* YOUR GOAL
Turn every line of the material below into a numbered list, dropping any blank lines.

* Collected data entries
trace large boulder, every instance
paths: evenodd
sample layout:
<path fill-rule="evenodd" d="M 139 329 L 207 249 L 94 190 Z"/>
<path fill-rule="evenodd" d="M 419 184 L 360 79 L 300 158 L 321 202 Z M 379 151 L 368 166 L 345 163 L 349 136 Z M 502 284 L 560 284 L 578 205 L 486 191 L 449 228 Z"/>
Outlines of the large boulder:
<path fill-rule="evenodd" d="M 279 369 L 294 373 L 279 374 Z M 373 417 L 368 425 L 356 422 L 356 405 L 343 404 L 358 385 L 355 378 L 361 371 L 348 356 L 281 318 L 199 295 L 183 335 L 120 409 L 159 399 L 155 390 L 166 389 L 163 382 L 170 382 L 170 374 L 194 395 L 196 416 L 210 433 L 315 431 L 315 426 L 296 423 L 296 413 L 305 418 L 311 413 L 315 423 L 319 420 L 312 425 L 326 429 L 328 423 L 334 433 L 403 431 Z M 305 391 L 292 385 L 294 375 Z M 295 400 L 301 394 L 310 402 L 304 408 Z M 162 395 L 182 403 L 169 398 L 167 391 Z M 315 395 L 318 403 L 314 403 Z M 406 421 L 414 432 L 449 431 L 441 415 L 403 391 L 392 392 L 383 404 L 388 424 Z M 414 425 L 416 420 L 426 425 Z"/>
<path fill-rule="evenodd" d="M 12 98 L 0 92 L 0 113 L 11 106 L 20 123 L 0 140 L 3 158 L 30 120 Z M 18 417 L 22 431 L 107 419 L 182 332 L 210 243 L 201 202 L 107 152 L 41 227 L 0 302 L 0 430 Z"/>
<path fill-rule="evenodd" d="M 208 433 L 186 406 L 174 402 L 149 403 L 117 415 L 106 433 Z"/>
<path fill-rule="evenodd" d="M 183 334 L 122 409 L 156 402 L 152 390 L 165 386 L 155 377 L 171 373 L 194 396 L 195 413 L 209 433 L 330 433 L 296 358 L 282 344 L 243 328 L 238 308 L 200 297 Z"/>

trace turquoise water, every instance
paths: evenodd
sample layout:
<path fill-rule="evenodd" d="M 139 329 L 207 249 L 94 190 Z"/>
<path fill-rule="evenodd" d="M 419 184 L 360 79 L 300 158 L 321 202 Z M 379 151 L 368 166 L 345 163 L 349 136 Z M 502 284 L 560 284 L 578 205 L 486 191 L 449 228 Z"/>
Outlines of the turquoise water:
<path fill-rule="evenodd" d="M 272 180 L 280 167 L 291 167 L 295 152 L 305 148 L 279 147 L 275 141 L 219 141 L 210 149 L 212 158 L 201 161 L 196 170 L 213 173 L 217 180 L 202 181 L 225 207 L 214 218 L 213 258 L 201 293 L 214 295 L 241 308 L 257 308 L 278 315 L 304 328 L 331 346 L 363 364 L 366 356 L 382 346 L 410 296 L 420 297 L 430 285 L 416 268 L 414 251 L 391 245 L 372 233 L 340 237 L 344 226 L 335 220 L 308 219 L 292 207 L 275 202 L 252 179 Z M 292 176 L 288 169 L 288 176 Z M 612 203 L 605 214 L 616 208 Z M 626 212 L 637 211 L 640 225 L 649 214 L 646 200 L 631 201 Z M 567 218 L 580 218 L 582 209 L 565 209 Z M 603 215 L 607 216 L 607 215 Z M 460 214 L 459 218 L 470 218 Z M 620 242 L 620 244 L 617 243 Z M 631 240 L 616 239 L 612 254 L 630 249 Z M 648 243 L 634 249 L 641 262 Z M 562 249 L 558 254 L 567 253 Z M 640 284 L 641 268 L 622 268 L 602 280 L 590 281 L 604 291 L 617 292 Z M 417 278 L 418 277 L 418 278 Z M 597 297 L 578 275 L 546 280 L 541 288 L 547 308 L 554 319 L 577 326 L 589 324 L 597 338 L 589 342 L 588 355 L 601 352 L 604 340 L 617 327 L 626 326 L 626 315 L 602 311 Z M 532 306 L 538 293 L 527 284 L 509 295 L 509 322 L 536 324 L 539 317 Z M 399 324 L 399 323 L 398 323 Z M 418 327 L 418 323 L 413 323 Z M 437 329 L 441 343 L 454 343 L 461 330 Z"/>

* RESULT BELOW
1. trace large boulder, every instance
2. paths: evenodd
3. sample layout:
4. <path fill-rule="evenodd" d="M 139 329 L 207 249 L 94 190 Z"/>
5. <path fill-rule="evenodd" d="M 419 184 L 360 79 L 300 158 L 321 202 Z M 379 151 L 368 166 L 345 163 L 349 136 Z M 502 284 L 560 284 L 578 205 L 486 191 L 449 228 Z"/>
6. Outlines of the large boulder:
7. <path fill-rule="evenodd" d="M 279 369 L 294 373 L 279 374 Z M 373 417 L 368 425 L 356 422 L 356 405 L 343 404 L 358 385 L 355 378 L 361 371 L 348 356 L 281 318 L 199 295 L 183 335 L 120 409 L 159 399 L 155 390 L 166 389 L 163 382 L 170 382 L 170 374 L 194 395 L 196 416 L 210 433 L 315 431 L 315 426 L 296 423 L 296 413 L 305 418 L 311 413 L 315 423 L 319 420 L 312 425 L 326 429 L 328 423 L 334 433 L 403 431 Z M 305 391 L 292 385 L 294 375 Z M 295 400 L 301 394 L 310 402 L 304 408 Z M 162 395 L 182 403 L 169 398 L 167 391 Z M 315 395 L 318 403 L 314 403 Z M 406 421 L 414 432 L 449 431 L 441 415 L 403 391 L 392 392 L 383 404 L 388 424 Z M 414 425 L 416 420 L 426 425 Z"/>
8. <path fill-rule="evenodd" d="M 12 98 L 0 92 L 0 113 L 11 106 L 20 123 L 0 140 L 3 158 L 30 120 Z M 18 417 L 22 431 L 107 419 L 182 332 L 210 243 L 201 202 L 107 152 L 41 227 L 0 302 L 0 430 Z"/>
9. <path fill-rule="evenodd" d="M 208 433 L 186 406 L 174 402 L 149 403 L 117 415 L 106 433 Z"/>
10. <path fill-rule="evenodd" d="M 183 334 L 122 409 L 156 402 L 152 390 L 165 386 L 155 377 L 171 373 L 194 396 L 195 413 L 209 433 L 330 433 L 296 358 L 282 344 L 243 328 L 238 308 L 200 297 Z"/>
11. trace turquoise water, every instance
12. paths: evenodd
13. sample layout:
14. <path fill-rule="evenodd" d="M 139 329 L 207 249 L 94 190 Z"/>
15. <path fill-rule="evenodd" d="M 419 184 L 360 79 L 300 158 L 321 202 Z M 379 151 L 368 166 L 345 163 L 349 136 Z M 502 284 L 560 284 L 578 205 L 486 191 L 449 228 Z"/>
16. Outlines of the turquoise water:
17. <path fill-rule="evenodd" d="M 272 180 L 280 167 L 291 167 L 295 152 L 305 148 L 279 147 L 275 141 L 219 141 L 210 149 L 212 158 L 201 161 L 196 170 L 213 173 L 217 180 L 202 181 L 225 207 L 214 218 L 213 258 L 201 293 L 214 295 L 241 308 L 257 308 L 278 315 L 304 328 L 331 346 L 363 364 L 366 356 L 382 346 L 410 296 L 420 297 L 430 285 L 416 268 L 414 251 L 391 245 L 372 233 L 340 237 L 344 226 L 335 220 L 308 219 L 292 207 L 275 202 L 252 179 Z M 292 176 L 288 169 L 288 176 Z M 612 203 L 605 214 L 616 208 Z M 626 212 L 637 211 L 640 225 L 649 214 L 646 200 L 631 201 Z M 567 218 L 580 218 L 582 209 L 565 209 Z M 603 215 L 607 216 L 607 215 Z M 460 214 L 459 218 L 470 218 Z M 620 242 L 620 244 L 617 243 Z M 631 240 L 616 239 L 612 254 L 630 249 Z M 648 243 L 634 249 L 641 262 Z M 562 249 L 558 254 L 567 253 Z M 640 284 L 641 268 L 622 268 L 602 280 L 590 281 L 604 291 L 617 292 Z M 417 278 L 418 277 L 418 278 Z M 597 297 L 578 275 L 546 280 L 541 288 L 547 308 L 554 319 L 577 326 L 589 324 L 597 338 L 589 342 L 588 355 L 601 352 L 604 340 L 617 327 L 626 326 L 626 315 L 602 311 Z M 532 306 L 538 293 L 527 284 L 509 295 L 509 322 L 536 324 L 539 317 Z M 399 324 L 399 323 L 398 323 Z M 418 327 L 418 323 L 413 323 Z M 437 329 L 441 343 L 454 343 L 461 330 Z"/>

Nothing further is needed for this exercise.